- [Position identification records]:
# # # #

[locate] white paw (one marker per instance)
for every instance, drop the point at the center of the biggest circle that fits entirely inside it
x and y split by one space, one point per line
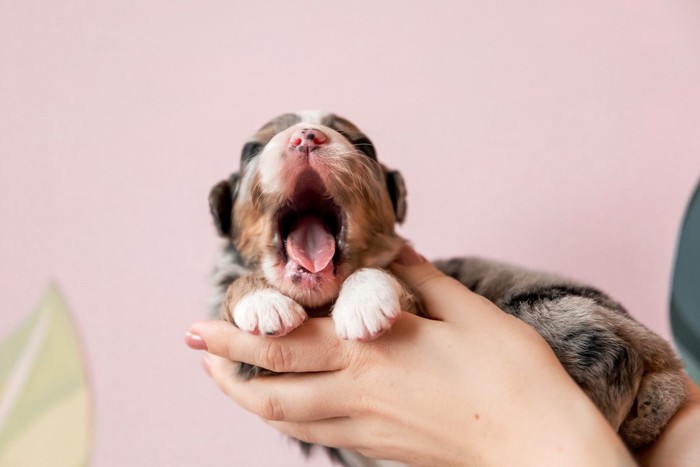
368 304
268 312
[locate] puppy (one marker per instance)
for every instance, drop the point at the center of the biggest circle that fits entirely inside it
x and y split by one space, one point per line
309 226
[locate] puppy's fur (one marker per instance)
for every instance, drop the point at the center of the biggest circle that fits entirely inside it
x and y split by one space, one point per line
338 191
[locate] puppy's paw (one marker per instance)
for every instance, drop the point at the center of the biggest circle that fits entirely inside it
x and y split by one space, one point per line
268 312
368 304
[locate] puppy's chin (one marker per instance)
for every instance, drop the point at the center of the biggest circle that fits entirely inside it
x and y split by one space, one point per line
309 289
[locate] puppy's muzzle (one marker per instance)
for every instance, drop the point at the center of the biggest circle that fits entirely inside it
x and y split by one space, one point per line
306 140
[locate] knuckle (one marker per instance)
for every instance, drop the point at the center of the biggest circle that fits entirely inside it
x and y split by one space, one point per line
271 408
276 357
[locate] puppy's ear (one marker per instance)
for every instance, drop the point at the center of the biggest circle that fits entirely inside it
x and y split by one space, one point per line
221 199
397 193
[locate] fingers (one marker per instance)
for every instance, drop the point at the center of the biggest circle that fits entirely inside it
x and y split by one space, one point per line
287 397
338 432
312 347
444 298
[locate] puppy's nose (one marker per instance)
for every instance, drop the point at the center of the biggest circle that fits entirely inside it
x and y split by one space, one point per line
307 139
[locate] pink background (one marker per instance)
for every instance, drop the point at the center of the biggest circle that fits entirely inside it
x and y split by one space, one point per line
564 137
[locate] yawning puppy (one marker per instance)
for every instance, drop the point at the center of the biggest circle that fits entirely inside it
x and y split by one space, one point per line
309 222
311 217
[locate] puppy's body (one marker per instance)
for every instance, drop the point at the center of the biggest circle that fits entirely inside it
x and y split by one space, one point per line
309 221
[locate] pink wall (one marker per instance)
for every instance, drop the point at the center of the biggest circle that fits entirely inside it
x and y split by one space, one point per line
559 135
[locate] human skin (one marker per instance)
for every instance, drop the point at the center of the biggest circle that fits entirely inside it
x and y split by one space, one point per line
472 386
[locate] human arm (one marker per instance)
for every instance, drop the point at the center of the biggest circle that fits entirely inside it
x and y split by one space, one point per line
475 386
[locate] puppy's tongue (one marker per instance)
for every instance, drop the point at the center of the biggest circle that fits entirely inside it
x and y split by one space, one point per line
310 245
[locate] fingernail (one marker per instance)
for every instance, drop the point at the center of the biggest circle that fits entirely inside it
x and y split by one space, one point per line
195 342
409 257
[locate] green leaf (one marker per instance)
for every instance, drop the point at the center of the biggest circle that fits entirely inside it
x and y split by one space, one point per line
45 410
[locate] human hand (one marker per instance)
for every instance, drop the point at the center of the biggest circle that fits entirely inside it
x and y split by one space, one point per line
473 386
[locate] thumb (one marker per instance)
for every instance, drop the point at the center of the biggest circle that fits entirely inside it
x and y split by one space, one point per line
443 297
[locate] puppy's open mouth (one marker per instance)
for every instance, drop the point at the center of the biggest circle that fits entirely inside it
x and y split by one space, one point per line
310 226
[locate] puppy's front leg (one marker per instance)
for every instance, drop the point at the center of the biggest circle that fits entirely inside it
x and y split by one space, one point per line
369 302
254 306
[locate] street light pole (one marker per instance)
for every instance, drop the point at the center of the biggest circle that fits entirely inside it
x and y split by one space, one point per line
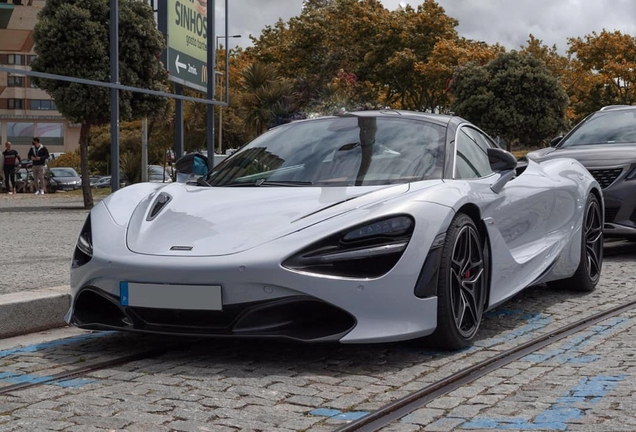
220 148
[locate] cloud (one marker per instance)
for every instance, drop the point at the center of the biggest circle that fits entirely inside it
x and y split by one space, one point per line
505 21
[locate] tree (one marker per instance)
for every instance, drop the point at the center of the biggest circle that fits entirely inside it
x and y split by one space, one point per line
513 96
72 39
267 100
604 69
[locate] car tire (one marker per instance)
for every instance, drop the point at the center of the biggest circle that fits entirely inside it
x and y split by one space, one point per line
588 272
462 285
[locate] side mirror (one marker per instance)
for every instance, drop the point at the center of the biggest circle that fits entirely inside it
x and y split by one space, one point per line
555 141
501 160
193 163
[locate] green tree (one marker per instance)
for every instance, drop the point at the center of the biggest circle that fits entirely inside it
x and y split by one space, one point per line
514 97
72 39
267 99
603 71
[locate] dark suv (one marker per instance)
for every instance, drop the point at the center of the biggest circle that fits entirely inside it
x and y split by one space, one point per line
605 143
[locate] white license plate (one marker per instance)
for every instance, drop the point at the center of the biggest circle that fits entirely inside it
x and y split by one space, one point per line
161 296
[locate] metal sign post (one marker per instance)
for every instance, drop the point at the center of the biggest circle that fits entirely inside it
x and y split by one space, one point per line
114 95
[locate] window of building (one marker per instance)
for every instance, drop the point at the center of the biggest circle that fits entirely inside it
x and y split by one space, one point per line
15 103
15 59
20 133
15 81
42 104
51 133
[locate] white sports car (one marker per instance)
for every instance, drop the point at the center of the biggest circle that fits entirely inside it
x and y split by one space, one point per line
373 226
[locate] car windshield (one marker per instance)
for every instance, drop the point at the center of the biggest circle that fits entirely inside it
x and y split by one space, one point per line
63 172
609 127
338 151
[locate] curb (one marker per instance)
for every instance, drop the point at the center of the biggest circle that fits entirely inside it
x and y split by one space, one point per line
32 311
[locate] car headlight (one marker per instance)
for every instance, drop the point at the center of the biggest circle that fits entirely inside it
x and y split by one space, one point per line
367 251
84 248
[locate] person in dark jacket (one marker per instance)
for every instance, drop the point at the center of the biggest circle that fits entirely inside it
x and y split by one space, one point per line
38 154
11 161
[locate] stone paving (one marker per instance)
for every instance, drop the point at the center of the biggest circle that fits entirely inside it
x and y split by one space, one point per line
582 383
38 237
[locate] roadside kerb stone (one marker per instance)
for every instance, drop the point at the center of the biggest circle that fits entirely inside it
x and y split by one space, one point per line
27 312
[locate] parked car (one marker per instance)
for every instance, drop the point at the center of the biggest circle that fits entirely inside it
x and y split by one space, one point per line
102 182
605 143
62 179
375 226
93 179
158 174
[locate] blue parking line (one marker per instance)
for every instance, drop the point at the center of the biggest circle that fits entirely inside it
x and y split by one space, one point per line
337 414
10 378
52 344
571 406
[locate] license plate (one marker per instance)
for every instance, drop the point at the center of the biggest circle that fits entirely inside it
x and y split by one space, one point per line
161 296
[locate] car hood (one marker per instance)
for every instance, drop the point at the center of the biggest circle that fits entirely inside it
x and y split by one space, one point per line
199 221
591 156
66 179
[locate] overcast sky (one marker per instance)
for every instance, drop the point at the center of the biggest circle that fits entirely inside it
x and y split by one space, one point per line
505 21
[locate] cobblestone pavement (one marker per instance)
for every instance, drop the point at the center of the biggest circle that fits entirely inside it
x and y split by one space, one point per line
585 382
38 237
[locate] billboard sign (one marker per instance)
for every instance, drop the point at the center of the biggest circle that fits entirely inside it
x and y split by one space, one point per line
184 22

# # # #

- [Instructions for the task]: Starting at the line that contains "[locate] parked car (one marker per instance)", copy each line exactly through the end of the listing above. Include that first line and the last one, and add nothing.

- [The reply]:
[locate] parked car (one marker per instance)
for every instance, drop the point at the center of the biggest circle that fits entirely inside it
x and y split by one space, one point per line
102 182
605 143
62 179
375 226
93 179
158 174
[locate] blue parking line (one marker per instance)
for every instance, drop the point at the center of the biggest circle that fits entirely inside it
x and y split by one space, one point per line
337 414
10 378
52 344
571 406
[locate] license plate (one marker per instance)
for every instance, drop the point at the center of the biggest circle that fits entirely inside it
x and y split by one space, one point per line
161 296
[locate] car hood (one marker per instance)
for every instance, drop the point at the center of the biggest circle that fits entirely inside it
x and y split by one space, one point per line
199 221
591 156
66 179
[locate] overcast sky (one marker per instance)
for every instance, drop the point at the center of the biggest circle that fits entirely inside it
x and y split by one space, one point per line
505 21
[locate] cobblestone pavement (one marker per instance)
for every instance, drop the point at the center of the biggest circle that fits entirely inside it
x and y split by one space, one point per line
585 382
38 237
[locate] billboard sign (one marker per instance)
for every instance, drop the point at the center of the biggest circle that fits entirely inside it
x and y split by one space, one point per line
184 22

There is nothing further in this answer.